- [Data]:
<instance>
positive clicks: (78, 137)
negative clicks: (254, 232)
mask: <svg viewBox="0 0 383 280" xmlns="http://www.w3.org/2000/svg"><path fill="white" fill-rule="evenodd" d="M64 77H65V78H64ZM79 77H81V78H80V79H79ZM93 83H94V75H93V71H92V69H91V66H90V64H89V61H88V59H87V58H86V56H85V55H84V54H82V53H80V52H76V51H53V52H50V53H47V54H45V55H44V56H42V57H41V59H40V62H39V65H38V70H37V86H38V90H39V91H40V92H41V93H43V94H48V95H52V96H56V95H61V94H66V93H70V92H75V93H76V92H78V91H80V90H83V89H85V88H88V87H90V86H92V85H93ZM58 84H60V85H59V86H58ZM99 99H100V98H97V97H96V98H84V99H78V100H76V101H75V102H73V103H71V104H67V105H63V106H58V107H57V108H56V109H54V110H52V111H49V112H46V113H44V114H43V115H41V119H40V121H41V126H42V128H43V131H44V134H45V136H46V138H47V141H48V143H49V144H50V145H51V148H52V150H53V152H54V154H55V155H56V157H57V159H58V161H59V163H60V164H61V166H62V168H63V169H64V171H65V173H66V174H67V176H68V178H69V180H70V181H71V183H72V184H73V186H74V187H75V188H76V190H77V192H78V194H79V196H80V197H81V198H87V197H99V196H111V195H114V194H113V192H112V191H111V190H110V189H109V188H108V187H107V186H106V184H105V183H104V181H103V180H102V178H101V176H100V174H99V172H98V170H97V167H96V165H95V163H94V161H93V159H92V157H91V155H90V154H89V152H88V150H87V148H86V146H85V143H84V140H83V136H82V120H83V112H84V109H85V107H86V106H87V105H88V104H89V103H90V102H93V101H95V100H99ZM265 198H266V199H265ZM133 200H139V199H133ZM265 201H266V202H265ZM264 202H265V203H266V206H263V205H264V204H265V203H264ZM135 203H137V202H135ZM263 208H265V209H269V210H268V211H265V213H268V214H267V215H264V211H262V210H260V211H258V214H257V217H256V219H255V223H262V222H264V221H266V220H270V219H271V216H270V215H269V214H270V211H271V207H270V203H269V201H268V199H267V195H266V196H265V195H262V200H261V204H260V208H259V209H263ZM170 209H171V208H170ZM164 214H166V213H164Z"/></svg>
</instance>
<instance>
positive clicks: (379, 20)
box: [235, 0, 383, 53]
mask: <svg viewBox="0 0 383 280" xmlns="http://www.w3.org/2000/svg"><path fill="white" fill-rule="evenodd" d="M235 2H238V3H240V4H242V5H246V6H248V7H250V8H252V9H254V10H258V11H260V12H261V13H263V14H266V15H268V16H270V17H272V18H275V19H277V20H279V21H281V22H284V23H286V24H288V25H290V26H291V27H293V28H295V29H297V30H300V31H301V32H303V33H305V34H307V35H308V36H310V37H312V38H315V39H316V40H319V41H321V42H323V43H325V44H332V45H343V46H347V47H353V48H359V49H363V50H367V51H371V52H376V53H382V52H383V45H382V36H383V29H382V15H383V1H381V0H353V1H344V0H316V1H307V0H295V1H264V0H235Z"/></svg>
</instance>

- [Task]: Set the entries above down again, each one exactly as written.

- [Reply]:
<instance>
positive clicks: (78, 137)
negative clicks: (254, 232)
mask: <svg viewBox="0 0 383 280" xmlns="http://www.w3.org/2000/svg"><path fill="white" fill-rule="evenodd" d="M64 77H65V78H64ZM79 77H81V78H80V79H79ZM93 83H94V75H93V71H92V69H91V66H90V64H89V61H88V59H87V58H86V56H85V55H84V54H82V53H80V52H76V51H53V52H50V53H47V54H45V55H44V56H42V57H41V59H40V62H39V65H38V70H37V86H38V90H39V91H40V92H41V93H43V94H48V95H52V96H56V95H61V94H66V93H70V92H75V93H76V92H78V91H80V90H83V89H85V88H88V87H90V86H92V85H93ZM58 84H60V85H59V86H58ZM99 99H100V98H97V97H96V98H84V99H78V100H76V101H75V102H73V103H71V104H67V105H63V106H58V107H57V108H56V109H54V110H52V111H49V112H46V113H44V114H43V115H41V119H40V121H41V126H42V128H43V131H44V134H45V136H46V138H47V141H48V143H49V144H50V145H51V148H52V150H53V152H54V154H55V155H56V157H57V159H58V161H59V163H60V164H61V166H62V168H63V169H64V171H65V173H66V174H67V176H68V178H69V180H70V181H71V183H72V184H73V186H74V187H75V188H76V190H77V192H78V194H79V196H80V197H81V198H87V197H99V196H111V195H114V194H113V192H112V191H111V190H110V189H109V188H108V187H107V186H106V184H105V183H104V181H103V180H102V178H101V176H100V174H99V172H98V170H97V167H96V165H95V163H94V161H93V159H92V157H91V155H90V154H89V152H88V150H87V148H86V146H85V143H84V140H83V136H82V120H83V112H84V109H85V107H86V106H87V105H88V104H89V103H90V102H93V101H95V100H99ZM265 198H266V199H265ZM133 200H139V199H133ZM265 201H266V202H265ZM264 202H265V203H266V206H263V205H264V204H265V203H264ZM135 203H137V202H135ZM263 208H265V209H269V210H268V211H265V213H268V214H267V215H264V211H262V210H260V211H258V214H257V217H256V219H255V223H262V222H264V221H266V220H270V219H271V216H270V215H269V214H270V211H271V207H270V203H269V201H268V199H267V195H266V196H265V195H262V200H261V204H260V208H259V209H263ZM170 209H171V208H170ZM164 214H166V213H164Z"/></svg>
</instance>
<instance>
positive clicks: (379, 20)
box: [235, 0, 383, 53]
mask: <svg viewBox="0 0 383 280" xmlns="http://www.w3.org/2000/svg"><path fill="white" fill-rule="evenodd" d="M235 2H238V3H240V4H242V5H246V6H248V7H250V8H252V9H254V10H258V11H260V12H261V13H263V14H266V15H268V16H270V17H272V18H275V19H277V20H279V21H281V22H284V23H286V24H288V25H290V26H291V27H293V28H295V29H297V30H300V31H301V32H303V33H305V34H307V35H308V36H310V37H312V38H315V39H316V40H319V41H321V42H323V43H325V44H332V45H343V46H347V47H353V48H359V49H363V50H367V51H371V52H376V53H382V52H383V45H382V36H383V29H382V15H383V1H381V0H353V1H344V0H316V1H307V0H295V1H264V0H235Z"/></svg>
</instance>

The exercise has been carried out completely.